DATASET ROWS:
========================

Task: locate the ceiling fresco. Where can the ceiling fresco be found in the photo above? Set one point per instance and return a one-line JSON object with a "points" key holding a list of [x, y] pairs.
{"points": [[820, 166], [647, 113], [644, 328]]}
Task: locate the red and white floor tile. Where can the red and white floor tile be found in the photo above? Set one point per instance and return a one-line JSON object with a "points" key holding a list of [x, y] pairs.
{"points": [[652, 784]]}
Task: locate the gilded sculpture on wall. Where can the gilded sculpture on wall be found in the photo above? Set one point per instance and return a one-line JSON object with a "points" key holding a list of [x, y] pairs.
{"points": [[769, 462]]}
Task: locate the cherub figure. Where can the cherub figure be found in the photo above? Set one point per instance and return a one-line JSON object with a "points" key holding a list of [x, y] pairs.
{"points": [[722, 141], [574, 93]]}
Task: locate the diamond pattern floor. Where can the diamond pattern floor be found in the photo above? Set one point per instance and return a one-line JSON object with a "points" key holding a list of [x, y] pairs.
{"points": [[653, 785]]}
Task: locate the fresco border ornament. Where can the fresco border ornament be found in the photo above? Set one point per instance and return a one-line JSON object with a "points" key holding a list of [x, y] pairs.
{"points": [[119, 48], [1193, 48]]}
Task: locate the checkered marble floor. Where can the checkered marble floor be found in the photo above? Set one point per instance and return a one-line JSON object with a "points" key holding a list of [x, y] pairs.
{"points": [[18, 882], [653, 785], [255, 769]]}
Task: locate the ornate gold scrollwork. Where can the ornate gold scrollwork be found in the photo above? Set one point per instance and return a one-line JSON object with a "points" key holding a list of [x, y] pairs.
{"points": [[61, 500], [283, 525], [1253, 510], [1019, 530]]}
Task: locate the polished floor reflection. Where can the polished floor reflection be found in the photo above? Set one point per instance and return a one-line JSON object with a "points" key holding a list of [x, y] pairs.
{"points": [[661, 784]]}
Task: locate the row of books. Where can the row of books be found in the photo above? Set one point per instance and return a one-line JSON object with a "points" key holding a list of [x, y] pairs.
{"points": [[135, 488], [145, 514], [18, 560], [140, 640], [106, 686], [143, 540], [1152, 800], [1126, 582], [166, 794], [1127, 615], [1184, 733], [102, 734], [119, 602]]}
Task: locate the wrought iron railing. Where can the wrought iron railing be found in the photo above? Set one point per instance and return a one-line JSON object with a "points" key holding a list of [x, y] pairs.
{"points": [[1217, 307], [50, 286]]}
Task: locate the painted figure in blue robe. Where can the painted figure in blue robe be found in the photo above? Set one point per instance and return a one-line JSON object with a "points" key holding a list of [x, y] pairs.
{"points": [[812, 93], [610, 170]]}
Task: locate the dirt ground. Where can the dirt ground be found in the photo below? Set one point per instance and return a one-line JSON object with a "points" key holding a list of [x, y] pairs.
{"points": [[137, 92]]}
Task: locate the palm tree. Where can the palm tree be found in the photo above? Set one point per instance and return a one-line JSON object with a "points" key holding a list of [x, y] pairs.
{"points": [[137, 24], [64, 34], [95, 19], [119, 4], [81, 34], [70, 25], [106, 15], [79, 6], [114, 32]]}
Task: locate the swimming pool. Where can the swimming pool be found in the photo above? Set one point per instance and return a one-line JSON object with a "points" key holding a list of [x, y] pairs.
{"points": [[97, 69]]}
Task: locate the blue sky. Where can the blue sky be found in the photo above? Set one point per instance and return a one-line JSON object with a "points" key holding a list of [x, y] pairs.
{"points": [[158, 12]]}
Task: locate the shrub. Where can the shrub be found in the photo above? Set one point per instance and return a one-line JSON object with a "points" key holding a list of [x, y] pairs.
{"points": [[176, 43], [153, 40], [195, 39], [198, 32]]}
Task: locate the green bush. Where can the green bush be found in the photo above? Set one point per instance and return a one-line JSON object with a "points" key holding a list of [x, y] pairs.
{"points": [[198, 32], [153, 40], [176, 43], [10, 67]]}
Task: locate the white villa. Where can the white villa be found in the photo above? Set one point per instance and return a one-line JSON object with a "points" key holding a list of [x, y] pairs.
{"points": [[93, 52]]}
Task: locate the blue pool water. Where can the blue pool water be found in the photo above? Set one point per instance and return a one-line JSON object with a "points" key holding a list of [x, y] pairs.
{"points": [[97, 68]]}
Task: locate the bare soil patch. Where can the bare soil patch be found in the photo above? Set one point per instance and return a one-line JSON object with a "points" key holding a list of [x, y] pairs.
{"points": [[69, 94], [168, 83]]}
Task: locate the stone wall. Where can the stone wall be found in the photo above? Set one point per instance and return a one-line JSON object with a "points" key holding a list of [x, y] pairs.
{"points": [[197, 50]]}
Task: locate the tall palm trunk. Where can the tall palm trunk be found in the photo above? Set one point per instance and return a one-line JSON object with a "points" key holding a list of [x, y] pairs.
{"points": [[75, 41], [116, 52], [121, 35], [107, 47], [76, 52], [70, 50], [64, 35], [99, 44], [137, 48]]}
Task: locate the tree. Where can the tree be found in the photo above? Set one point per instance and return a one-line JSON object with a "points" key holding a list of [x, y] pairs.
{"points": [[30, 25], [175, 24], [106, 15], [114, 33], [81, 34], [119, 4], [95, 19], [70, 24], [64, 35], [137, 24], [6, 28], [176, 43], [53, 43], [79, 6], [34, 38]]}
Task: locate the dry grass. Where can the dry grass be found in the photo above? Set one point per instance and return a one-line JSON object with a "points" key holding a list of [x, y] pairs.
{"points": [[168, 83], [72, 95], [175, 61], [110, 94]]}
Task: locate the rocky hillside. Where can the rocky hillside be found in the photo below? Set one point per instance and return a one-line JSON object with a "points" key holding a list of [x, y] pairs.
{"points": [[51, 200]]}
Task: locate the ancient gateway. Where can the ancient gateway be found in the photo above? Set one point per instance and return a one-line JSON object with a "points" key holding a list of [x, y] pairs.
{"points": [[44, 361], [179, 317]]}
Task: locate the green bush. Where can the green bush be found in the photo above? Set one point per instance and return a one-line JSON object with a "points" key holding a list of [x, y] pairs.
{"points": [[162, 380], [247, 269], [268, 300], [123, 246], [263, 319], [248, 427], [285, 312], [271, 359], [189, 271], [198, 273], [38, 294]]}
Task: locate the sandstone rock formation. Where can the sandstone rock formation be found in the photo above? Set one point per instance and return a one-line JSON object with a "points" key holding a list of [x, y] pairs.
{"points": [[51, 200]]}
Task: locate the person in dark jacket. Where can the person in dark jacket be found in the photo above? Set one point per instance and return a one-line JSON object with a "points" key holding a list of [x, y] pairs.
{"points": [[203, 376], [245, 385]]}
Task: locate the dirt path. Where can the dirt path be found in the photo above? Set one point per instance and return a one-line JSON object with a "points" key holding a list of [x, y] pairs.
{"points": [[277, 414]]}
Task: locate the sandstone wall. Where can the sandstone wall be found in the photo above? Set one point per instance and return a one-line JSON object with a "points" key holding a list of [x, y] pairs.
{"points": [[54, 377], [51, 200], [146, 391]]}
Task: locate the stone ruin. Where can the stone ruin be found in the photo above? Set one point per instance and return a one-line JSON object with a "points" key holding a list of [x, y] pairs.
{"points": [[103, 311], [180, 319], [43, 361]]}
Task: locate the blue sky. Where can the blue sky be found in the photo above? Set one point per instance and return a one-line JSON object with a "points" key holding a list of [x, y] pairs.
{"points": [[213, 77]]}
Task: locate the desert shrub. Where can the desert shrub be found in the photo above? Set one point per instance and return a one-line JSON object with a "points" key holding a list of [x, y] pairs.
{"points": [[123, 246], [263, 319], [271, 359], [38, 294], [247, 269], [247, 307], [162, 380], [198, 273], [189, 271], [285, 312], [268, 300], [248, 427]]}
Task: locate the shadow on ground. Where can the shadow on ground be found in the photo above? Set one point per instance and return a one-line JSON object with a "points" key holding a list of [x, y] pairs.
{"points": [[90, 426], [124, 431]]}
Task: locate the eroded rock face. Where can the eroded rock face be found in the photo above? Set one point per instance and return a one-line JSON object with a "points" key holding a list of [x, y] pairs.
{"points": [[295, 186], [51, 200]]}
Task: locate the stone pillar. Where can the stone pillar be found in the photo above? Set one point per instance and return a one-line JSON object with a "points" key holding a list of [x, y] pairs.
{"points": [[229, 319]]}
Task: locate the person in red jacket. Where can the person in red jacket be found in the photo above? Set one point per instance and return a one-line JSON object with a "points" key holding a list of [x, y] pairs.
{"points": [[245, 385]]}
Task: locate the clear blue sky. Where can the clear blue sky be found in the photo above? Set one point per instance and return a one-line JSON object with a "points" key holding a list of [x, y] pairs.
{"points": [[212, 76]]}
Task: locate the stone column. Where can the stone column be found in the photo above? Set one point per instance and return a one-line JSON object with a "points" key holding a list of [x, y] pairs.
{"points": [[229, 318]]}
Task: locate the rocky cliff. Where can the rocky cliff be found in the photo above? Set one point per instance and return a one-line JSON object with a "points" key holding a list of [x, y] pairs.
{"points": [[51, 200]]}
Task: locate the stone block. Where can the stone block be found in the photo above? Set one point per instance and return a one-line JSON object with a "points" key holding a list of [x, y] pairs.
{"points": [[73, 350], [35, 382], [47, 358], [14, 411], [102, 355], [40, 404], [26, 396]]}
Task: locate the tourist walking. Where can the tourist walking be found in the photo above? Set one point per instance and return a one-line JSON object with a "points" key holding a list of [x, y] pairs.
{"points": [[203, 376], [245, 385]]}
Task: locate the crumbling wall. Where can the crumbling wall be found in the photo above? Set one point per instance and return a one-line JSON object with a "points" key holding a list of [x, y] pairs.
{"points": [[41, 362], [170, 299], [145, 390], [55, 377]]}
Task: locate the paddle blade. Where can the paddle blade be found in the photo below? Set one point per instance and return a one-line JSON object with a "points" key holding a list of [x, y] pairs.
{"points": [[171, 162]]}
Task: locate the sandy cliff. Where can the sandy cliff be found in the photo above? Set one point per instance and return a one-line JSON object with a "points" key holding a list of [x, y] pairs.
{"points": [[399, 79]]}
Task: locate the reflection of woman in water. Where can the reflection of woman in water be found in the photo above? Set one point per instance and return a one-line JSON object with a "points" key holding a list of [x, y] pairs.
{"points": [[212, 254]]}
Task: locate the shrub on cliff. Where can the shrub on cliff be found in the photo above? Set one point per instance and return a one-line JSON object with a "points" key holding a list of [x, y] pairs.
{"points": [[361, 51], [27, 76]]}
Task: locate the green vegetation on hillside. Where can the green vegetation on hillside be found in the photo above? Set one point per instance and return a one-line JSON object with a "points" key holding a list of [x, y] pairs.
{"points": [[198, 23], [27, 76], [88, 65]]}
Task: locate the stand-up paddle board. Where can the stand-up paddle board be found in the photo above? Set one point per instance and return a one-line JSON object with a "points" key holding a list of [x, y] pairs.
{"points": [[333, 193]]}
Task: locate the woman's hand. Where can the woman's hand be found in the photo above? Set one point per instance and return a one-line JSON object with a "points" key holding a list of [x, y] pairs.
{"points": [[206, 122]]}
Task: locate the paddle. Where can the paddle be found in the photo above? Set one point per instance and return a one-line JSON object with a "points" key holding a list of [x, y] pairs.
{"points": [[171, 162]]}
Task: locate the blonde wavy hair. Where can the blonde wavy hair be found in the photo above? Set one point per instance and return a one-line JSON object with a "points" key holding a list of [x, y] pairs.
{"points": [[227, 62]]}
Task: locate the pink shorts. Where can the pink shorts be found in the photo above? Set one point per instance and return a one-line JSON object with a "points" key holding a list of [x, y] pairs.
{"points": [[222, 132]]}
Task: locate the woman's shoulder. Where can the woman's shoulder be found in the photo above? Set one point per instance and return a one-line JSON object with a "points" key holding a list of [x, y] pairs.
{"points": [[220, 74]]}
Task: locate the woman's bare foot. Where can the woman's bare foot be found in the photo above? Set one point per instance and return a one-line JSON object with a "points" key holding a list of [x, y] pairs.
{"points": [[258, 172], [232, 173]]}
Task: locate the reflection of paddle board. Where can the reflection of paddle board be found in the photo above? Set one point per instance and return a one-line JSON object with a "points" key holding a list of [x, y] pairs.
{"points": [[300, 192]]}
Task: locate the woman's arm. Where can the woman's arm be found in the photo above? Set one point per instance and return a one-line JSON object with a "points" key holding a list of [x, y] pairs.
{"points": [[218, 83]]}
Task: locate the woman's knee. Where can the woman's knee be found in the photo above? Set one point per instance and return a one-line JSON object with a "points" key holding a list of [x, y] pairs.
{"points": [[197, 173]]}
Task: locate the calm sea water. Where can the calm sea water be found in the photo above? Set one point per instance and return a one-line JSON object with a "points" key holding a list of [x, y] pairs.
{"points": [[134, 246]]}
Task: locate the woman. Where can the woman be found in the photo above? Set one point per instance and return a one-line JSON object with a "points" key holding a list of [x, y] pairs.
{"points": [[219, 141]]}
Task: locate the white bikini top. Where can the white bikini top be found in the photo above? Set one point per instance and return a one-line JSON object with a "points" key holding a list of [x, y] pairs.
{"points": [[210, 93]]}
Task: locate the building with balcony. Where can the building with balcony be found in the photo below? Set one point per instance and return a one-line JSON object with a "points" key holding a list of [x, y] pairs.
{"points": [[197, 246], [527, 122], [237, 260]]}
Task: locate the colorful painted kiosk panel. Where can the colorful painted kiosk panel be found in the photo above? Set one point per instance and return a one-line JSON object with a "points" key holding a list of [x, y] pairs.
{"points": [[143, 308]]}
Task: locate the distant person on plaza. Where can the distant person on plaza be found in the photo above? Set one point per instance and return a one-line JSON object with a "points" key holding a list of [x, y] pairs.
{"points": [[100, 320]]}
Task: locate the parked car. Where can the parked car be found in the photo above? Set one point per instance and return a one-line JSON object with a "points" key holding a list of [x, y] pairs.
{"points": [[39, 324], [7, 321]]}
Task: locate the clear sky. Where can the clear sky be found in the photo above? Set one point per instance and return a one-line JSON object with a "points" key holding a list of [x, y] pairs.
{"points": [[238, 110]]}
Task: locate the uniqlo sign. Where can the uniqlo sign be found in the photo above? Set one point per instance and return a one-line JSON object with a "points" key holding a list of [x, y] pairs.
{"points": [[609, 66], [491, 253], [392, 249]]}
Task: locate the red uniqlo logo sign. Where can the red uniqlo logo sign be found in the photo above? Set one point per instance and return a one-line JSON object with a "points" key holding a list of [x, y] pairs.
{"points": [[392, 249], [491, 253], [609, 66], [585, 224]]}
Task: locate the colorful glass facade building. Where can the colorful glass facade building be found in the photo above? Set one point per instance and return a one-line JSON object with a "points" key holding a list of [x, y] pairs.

========================

SET EXERCISE:
Write out only what runs from the line holding "Task: locate the white bikini" through the last line of the records, exactly as shown.

TASK RESPONSE:
Task: locate the white bikini top. Where can the white bikini top be found in the photo above? Set one point per instance and return a one-line JSON object with a "points" key holding a list of [x, y] pairs.
{"points": [[210, 93]]}
Task: locate the building with balcony. Where can the building with balcony be found in the photo below? Set one point per instance and return a one-line JSON object with a "points" key holding a list of [x, y] pairs.
{"points": [[197, 246], [527, 122], [237, 260]]}
Task: locate the colorful painted kiosk panel. Where can the colorful painted kiosk panel be found in the photo above? Set one point per instance and return a one-line JSON object with a "points" key holding a list of [x, y] pairs.
{"points": [[143, 308]]}
Task: locate the distant person on plaza. Where can the distant person on plaza be found in the photo above? Set one point per instance and return a one-line JSON object with a "points" key holding a list of [x, y] pairs.
{"points": [[100, 320]]}
Task: locate the parked car. Where can the parked car be found in the photo above? Set one point per instance and return a one-line JSON object with a "points" key holding a list of [x, y] pairs.
{"points": [[39, 324], [7, 321]]}
Task: locate the clear sky. Where can the clear sky be found in the photo above? Set one point per instance and return a one-line JSON object with a "points" key holding a list of [x, y] pairs.
{"points": [[238, 110]]}
Task: locate the uniqlo sign. Where can the uniqlo sign be found in the photo above? Set one point per instance and return a one-line JSON object with a "points" key holding a list of [x, y] pairs.
{"points": [[609, 66], [491, 253], [392, 249]]}
Task: locate the red uniqlo logo sign. Where can the red uniqlo logo sign be found in the photo above? Set one point per instance and return a one-line JSON object with a "points" key holding a list of [x, y] pairs.
{"points": [[392, 249], [491, 253], [609, 66], [585, 224]]}
Task: locate the colorful glass facade building. Where can the colorful glass facade building be found in the photo above? Set one point per instance and return a one-line JSON object with a "points" key holding a list of [x, y] pairs.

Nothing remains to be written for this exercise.